JOB → Will you transcribe the entries that follow, exactly and in full?
--- START OF MATERIALS PROVIDED ---
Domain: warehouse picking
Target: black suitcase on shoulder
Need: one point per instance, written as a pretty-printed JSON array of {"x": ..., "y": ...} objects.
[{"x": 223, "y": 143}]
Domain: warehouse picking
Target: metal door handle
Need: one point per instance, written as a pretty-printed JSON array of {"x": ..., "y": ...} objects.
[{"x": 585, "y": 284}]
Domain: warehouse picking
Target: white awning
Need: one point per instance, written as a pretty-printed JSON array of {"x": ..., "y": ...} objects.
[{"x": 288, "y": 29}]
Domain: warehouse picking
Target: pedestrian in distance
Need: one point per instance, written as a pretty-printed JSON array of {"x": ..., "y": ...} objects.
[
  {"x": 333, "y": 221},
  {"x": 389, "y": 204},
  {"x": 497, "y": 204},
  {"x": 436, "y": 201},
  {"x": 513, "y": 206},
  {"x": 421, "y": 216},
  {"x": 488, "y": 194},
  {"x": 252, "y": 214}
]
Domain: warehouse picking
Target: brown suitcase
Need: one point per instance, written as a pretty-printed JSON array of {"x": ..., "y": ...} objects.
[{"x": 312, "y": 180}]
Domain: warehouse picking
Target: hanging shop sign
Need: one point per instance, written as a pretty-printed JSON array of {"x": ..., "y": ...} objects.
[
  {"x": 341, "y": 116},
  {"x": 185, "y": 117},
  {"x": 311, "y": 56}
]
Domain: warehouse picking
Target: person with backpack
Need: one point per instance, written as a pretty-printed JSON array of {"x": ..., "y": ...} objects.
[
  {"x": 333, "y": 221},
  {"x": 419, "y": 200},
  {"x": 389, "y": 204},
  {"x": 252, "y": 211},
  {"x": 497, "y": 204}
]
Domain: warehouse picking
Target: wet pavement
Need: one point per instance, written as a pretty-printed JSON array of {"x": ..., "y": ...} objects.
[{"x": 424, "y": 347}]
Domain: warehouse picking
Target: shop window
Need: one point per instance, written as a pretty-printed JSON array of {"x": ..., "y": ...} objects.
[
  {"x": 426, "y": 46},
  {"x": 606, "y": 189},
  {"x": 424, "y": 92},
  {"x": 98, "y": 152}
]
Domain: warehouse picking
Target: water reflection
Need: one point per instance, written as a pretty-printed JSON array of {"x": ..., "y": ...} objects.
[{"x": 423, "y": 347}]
--- END OF MATERIALS PROVIDED ---
THE ANSWER →
Domain: warehouse picking
Target: black suitcase on shoulder
Need: one point per instance, written as a pretty-printed JSON array of {"x": ..., "y": ...} objects.
[{"x": 223, "y": 143}]
Domain: warehouse picking
Target: metal door handle
Need: one point per instance, written as a pretty-printed JSON array of {"x": ..., "y": ...} objects.
[{"x": 585, "y": 284}]
Domain: warehouse picking
Target: white awning
Need: one point per instance, written as a pretty-printed JSON array of {"x": ..., "y": ...} objects.
[{"x": 288, "y": 29}]
Domain: warehouse picking
Target: pedestrian in distance
Need: one point per instance, written as a pretty-printed JSON array of {"x": ..., "y": ...} objects.
[
  {"x": 333, "y": 221},
  {"x": 389, "y": 204},
  {"x": 497, "y": 204},
  {"x": 436, "y": 201},
  {"x": 513, "y": 206},
  {"x": 421, "y": 216},
  {"x": 488, "y": 194},
  {"x": 252, "y": 214}
]
Domain: warehouse picking
Target: brown suitcase
Need: one point per instance, written as a pretty-printed JSON array of {"x": ..., "y": ...} objects.
[{"x": 312, "y": 180}]
Domain: warehouse picking
Target: hanging shop sign
Need: one point per instance, written as a pretty-printed JSON array of {"x": ..., "y": ...} objects.
[
  {"x": 341, "y": 116},
  {"x": 185, "y": 117},
  {"x": 311, "y": 56}
]
Domain: warehouse picking
Target: person with backpack
Need: one point per instance, written as a pretty-printed JSON array of {"x": ..., "y": ...} objects.
[
  {"x": 333, "y": 221},
  {"x": 419, "y": 200},
  {"x": 389, "y": 204},
  {"x": 252, "y": 211},
  {"x": 497, "y": 204}
]
Domain: warehouse picking
Target: wet pavement
Need: one point per instance, written as a pretty-printed JSON array of {"x": ..., "y": ...} objects.
[{"x": 424, "y": 347}]
Domain: warehouse picking
Target: shop window
Need: one point per instance, written as a pretty-printed JSON array of {"x": ..., "y": ...} objects.
[
  {"x": 426, "y": 46},
  {"x": 606, "y": 189},
  {"x": 424, "y": 92},
  {"x": 98, "y": 152}
]
Domain: warehouse picking
Target: water reflection
Need: one point per instance, written as a pretty-printed JSON array of {"x": ..., "y": ...} objects.
[{"x": 423, "y": 347}]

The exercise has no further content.